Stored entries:
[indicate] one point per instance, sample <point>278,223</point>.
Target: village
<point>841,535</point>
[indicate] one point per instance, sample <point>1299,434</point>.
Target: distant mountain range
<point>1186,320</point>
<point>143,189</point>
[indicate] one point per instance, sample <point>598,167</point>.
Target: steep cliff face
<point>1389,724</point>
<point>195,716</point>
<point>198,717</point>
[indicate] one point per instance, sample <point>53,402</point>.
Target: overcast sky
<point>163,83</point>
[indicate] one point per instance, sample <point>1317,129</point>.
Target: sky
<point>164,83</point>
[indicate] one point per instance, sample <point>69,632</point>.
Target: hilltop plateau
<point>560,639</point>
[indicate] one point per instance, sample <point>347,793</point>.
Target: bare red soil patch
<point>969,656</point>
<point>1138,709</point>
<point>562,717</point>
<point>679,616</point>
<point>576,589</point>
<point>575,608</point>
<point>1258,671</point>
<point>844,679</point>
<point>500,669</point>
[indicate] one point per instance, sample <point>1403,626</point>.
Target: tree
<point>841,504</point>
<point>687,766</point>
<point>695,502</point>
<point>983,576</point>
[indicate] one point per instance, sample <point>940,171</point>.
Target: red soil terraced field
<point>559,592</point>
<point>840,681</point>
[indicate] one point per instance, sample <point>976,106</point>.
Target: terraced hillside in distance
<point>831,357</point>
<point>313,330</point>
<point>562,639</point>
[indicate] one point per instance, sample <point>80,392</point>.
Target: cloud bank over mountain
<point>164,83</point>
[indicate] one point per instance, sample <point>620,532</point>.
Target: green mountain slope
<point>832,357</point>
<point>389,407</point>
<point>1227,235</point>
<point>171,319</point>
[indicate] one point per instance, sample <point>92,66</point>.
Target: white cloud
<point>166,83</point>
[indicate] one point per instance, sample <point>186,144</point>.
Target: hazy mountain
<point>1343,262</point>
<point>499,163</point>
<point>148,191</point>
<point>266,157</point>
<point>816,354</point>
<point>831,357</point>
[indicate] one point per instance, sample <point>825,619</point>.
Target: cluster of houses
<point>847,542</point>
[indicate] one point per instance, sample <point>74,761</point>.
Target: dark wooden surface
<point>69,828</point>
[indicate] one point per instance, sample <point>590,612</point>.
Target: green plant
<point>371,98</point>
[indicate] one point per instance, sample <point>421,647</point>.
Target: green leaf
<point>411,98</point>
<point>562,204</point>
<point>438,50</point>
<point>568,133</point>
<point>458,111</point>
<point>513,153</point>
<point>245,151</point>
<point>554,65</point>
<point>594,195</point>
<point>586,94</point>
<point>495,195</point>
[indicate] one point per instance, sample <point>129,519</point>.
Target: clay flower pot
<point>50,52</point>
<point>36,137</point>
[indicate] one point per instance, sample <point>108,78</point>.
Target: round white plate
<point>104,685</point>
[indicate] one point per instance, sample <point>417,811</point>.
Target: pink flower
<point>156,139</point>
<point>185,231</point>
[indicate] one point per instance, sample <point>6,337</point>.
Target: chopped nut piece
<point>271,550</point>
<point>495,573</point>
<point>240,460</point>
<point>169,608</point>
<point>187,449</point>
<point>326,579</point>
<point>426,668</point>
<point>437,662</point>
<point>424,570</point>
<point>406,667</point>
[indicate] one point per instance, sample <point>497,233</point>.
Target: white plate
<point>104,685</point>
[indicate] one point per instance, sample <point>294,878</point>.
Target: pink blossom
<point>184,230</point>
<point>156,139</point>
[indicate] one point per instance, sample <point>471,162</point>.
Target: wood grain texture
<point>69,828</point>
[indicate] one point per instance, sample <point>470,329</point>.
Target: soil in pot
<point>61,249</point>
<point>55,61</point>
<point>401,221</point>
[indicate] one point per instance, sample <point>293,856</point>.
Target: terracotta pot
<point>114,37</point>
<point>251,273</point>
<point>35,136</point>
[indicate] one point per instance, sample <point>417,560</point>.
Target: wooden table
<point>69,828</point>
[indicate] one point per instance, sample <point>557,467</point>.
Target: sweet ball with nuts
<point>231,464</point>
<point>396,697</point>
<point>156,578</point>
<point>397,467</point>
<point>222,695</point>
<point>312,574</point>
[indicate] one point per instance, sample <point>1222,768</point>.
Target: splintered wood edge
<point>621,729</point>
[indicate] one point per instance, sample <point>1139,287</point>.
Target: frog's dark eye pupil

_What you will do_. From the records above, print exactly the lines that run from the line with "instance, sample <point>417,811</point>." to the line with "[indicate] one point per instance, sample <point>6,337</point>.", inclusive.

_Result below_.
[indicate] one point per instance, sample <point>417,811</point>.
Target: pink flower
<point>156,139</point>
<point>185,231</point>
[indicate] one point per instance, sample <point>6,337</point>.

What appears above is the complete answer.